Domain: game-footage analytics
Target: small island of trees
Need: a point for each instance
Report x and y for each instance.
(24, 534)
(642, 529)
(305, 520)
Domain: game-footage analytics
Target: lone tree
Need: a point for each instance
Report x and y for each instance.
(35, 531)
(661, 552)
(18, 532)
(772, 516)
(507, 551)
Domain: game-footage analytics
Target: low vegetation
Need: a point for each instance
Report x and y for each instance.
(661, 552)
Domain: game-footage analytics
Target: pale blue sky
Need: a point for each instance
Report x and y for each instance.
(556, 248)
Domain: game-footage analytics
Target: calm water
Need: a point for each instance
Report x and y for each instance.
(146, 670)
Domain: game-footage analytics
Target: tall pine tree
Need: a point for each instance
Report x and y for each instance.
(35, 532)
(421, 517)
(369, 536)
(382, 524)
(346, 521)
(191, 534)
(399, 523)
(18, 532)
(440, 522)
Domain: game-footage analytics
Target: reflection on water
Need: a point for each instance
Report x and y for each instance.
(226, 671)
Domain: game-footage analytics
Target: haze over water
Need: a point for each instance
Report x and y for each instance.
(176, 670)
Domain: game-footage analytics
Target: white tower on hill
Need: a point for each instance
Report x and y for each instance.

★ ★ ★ ★

- _Exercise directions_: Return, with nothing added or dropped, the line containing "Target: low vegetation" and every line after it to the end of the listing above.

- _Answer to the exercise_:
Target: low vegetation
Need: a point for each instance
Report x and y for each instance.
(661, 552)
Domain: game-footage analytics
Target: pale blue sky
Need: a point for each instance
Report x and y for each instance.
(556, 248)
Domain: game-footage analytics
Target: calm water
Need: a point for each instance
Report x and y for each instance.
(146, 670)
Domain: game-footage analytics
Target: tall pine tree
Need: a point for each instance
Report x and y for each instance.
(35, 532)
(421, 517)
(369, 536)
(382, 524)
(346, 521)
(191, 534)
(399, 523)
(18, 532)
(440, 522)
Domain: game-footage analytics
Target: reflection on water
Need: a point for each instance
Report x and y for each instance.
(226, 671)
Domain: game-footage analytics
Target: haze over water
Need: a point for each instance
Report x and y for each instance.
(176, 670)
Domain: game-footage analytics
Target: white tower on hill
Need: a point for each instance
Report x and y for each instance.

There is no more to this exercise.